*Sobre o exercício*. No texto sobre honorários de sucumbência na Justiça do Trabalho, entre quais percentuais o art. 791-A da CLT manda fixar esses honorários?

*Trecho do texto*.

━━━━━━━━━━━━━━━━

Não vou, ao menos no âmbito desse texto, insistir nos argumentos de contrariedade ao movimento de “reforma” trabalhista e ao objeto que resultou de toda essa insensatez que foi a Lei n. 13.467/17.
Quero, de forma específica, tentar demonstrar que as condenações de reclamantes ao pagamento de honorários de advogados das reclamadas, sobretudo em vultosas quantias, não encontram amparo nem mesmo na literalidade da Lei n. 13.467/17, constituindo, igualmente, grave afronta à garantia constitucional do acesso à justiça.
“Na forma do caput e do §2º e 3º do art. 791-A da CLT, inserido pela Lei 13. 457/2017, julgo procedentes os honorários advocatícios no importe de 15% sobre o valor da condenação em favor das partes, observando-se a sucumbência recíproca. No caso, o reclamado somente foi sucumbente nas horas extras decorrente da não concessão do intervalo do art. 384 da CLT, condenação esta que fixo em R$ 50.000,00, razão pela qual condeno o réu ao pagamento de R$ 7.500,00. Já a reclamante foi sucumbente nos demais pedidos - R$ 450.000,00 -, razão pela qual a condeno ao pagamento de honorários sucumbenciais no importe de R$ 67.500,00.”[i]
Mas o que diz, precisamente, a Lei n. 13.467/17 a respeito? Vejamos:
“Art. 791-A. Ao advogado, ainda que atue em causa própria, serão devidos honorários de sucumbência, fixados entre o mínimo de 5% (cinco por cento) e o máximo de 15% (quinze por cento) sobre o valor que resultar da liquidação da sentença, do proveito econômico obtido ou, não sendo possível mensurá-lo, sobre o valor atualizado da causa.
§ 1º Os honorários são devidos também nas ações contra a Fazenda Pública e nas ações em que a parte estiver assistida ou substituída pelo sindicato de sua categoria.
§ 2º Ao fixar os honorários, o juízo observará:
I – o grau de zelo do profissional;
II - o lugar de prestação do serviço;
III - a natureza e a importância da causa;
IV - o trabalho realizado pelo advogado e o tempo exigido para o seu serviço.
§ 3º Na hipótese de procedência parcial, o juízo arbitrará honorários de sucumbência recíproca, vedada a compensação entre os honorários.
“§ 4º Vencido o beneficiário da justiça gratuita, desde que não tenha obtido em juízo, ainda que em outro processo, créditos capazes de suportar a despesa, as obrigações decorrentes de sua sucumbência ficarão sob condição suspensiva de exigibilidade e somente poderão ser executadas se, nos dois anos subsequentes ao trânsito em julgado da decisão que as certificou, o credor demonstrar que deixou de existir a situação de insuficiência de recursos que justificou a concessão de gratuidade, extinguindo-se, passado esse prazo, tais obrigações do beneficiário.”
§ 5º São devidos honorários de sucumbência na reconvenção.”
Antes de analisar os termos expressos na lei, cumpre destacar que os honorários advocatícios constituem forma de remuneração do trabalho prestado pelos advogados, tendo, inclusive, natureza alimentar, não sendo, pois, mero custo do processo para punir a procedência ou a improcedência da pretensão deduzida em juízo. A eventual prática de litigância de má-fé é questão distinta, cuja análise remete aos arts. 793-A e ss, da CLT, mas que não será aqui tratada.

━━━━━━━━━━━━━━━━

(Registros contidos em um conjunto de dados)
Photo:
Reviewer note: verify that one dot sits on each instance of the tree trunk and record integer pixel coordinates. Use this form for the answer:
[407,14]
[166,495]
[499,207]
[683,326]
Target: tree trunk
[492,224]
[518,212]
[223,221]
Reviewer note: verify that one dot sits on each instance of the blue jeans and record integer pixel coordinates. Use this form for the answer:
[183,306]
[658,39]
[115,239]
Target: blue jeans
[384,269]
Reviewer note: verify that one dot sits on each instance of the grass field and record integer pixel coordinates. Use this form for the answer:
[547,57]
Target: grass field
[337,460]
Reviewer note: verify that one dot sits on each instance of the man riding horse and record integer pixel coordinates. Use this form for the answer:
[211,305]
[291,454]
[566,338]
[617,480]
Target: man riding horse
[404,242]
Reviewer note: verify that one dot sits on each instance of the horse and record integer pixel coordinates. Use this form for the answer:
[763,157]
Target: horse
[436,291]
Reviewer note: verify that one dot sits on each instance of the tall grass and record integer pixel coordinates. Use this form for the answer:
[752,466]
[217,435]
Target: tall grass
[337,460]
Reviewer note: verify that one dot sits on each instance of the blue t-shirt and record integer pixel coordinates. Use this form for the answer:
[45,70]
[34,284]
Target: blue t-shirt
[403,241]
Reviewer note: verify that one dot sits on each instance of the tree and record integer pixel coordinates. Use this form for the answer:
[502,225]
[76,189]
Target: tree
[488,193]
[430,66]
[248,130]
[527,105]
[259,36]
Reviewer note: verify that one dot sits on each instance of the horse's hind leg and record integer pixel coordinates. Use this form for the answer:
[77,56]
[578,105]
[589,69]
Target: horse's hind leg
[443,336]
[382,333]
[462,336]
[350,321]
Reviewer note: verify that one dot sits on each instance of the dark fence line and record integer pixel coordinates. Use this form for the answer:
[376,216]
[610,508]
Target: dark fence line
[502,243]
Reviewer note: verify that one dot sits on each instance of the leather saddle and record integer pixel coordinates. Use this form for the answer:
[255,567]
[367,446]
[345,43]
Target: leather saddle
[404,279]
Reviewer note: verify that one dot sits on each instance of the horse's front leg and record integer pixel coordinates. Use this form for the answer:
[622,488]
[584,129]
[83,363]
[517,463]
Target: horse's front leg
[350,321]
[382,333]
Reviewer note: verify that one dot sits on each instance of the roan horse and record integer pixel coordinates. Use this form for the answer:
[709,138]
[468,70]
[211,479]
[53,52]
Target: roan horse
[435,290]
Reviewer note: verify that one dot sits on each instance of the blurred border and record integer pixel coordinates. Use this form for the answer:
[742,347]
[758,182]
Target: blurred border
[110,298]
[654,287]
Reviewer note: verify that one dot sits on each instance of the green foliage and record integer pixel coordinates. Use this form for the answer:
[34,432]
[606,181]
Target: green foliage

━━━━━━━━━━━━━━━━

*Resposta da tarefa*. Entre o mínimo de 5% e o máximo de 15%.